What is needed here is an exact copy of every entry.

◆ SUPPLIED ENTRIES
☆ ☆ ☆ ☆ ☆

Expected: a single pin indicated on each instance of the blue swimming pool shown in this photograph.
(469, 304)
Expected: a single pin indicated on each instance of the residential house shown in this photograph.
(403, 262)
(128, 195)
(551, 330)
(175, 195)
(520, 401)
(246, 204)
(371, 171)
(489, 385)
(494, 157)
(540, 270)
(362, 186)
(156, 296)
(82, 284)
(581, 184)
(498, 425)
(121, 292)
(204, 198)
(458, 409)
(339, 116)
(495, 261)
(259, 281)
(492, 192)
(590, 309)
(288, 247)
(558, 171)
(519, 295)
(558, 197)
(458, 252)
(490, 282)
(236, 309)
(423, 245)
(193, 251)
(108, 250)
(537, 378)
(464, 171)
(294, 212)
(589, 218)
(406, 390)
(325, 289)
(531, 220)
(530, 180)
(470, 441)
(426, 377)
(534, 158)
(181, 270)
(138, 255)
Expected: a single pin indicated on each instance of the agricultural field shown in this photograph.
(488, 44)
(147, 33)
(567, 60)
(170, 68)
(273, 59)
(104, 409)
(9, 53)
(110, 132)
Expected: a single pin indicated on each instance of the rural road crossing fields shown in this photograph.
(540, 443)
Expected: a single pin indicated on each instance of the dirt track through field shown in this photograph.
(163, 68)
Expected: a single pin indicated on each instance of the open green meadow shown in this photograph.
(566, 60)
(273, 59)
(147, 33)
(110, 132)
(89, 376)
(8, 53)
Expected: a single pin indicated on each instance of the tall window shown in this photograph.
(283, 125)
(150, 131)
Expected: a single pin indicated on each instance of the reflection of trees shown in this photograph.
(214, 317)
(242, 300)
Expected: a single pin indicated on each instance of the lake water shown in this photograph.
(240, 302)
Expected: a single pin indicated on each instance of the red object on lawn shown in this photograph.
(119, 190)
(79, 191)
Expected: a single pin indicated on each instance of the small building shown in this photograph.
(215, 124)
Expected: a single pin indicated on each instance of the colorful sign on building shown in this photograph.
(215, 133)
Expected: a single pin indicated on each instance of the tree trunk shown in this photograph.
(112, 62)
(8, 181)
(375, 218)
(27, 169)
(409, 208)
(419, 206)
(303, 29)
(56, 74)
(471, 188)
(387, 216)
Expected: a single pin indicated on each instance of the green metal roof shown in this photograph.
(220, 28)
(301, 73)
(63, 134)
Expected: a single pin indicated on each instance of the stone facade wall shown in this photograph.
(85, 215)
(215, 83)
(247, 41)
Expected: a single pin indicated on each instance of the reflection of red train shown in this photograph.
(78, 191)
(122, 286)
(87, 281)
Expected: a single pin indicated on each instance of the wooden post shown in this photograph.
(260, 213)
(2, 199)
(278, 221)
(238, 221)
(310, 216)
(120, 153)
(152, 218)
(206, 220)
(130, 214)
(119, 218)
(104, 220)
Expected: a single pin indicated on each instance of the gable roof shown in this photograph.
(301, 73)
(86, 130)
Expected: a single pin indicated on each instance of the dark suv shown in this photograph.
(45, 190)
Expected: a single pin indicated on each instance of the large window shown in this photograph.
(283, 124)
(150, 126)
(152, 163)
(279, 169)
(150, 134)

☆ ☆ ☆ ☆ ☆

◆ SOLUTION TO THIS PROBLEM
Expected: a single pin indicated on each instance of the blue swimming pool shown in this photograph.
(469, 304)
Expected: a single pin indicated on each instance of the residential house shown in this photograph.
(403, 262)
(128, 195)
(551, 330)
(175, 195)
(520, 401)
(246, 204)
(371, 171)
(489, 385)
(494, 157)
(540, 270)
(362, 186)
(156, 296)
(82, 284)
(581, 184)
(498, 425)
(121, 292)
(204, 198)
(458, 409)
(339, 116)
(495, 261)
(259, 281)
(492, 192)
(590, 309)
(288, 247)
(558, 171)
(519, 295)
(558, 197)
(458, 252)
(490, 282)
(236, 309)
(423, 245)
(193, 251)
(108, 250)
(537, 378)
(464, 171)
(294, 212)
(589, 218)
(406, 390)
(325, 289)
(531, 220)
(530, 180)
(470, 441)
(426, 377)
(534, 158)
(181, 270)
(138, 255)
Expected: a single pin indicated on each instance of the agricultural field shown in this photograph.
(488, 44)
(147, 33)
(567, 60)
(170, 68)
(273, 59)
(104, 409)
(9, 53)
(110, 132)
Expected: a single pin indicated on each instance of the rural road crossing fields shown in this photograph.
(540, 443)
Expected: a single pin indicated on each instance of the dirt track through field shown in this photograph.
(163, 68)
Expected: a single pin indicated on each instance of the open green meadow shown in this photograph.
(566, 60)
(273, 59)
(147, 33)
(110, 132)
(89, 376)
(8, 53)
Expected: a single pin indicated on each instance of the tall window shown in this photograph.
(283, 125)
(150, 131)
Expected: a single pin indicated on each instance of the reflection of trees shown in this photograph.
(214, 317)
(242, 300)
Expected: a single pin indicated on each instance of the lake water shown in this photograph.
(240, 302)
Expected: a single pin indicated on each instance of the red object on lawn shown in this photograph.
(119, 190)
(79, 191)
Expected: a single pin indicated on each instance of the small building shown in this photograph.
(215, 124)
Expected: a single pin indicated on each instance of the colorful sign on building shown in this photograph.
(215, 133)
Expected: a single pin indicated on each instance of the tree trunk shown in this photograph.
(112, 62)
(8, 181)
(375, 218)
(27, 169)
(409, 208)
(419, 206)
(303, 29)
(56, 74)
(471, 188)
(387, 216)
Expected: a single pin indicated on each instance of the green metal roof shown in this photograph.
(220, 28)
(301, 73)
(63, 134)
Expected: a single pin indicated on each instance of the stone facade wall shown in this photograph.
(85, 215)
(215, 83)
(247, 41)
Expected: a single pin indicated on each instance of the reflection of red train shown in this photograph.
(78, 191)
(122, 286)
(87, 281)
Expected: a single pin indicated on each instance of the wooden post shown in this photograph.
(260, 213)
(2, 199)
(278, 221)
(238, 221)
(310, 216)
(120, 153)
(152, 218)
(206, 220)
(130, 214)
(119, 218)
(104, 220)
Expected: a single pin indicated on each instance of the gable roof shown in this photograph.
(301, 73)
(86, 130)
Expected: a single pin indicated on each instance of the dark suv shown in this photograph.
(45, 190)
Expected: a single pin indicated on each instance of the large window shown in this photograph.
(283, 124)
(150, 126)
(152, 163)
(279, 169)
(150, 134)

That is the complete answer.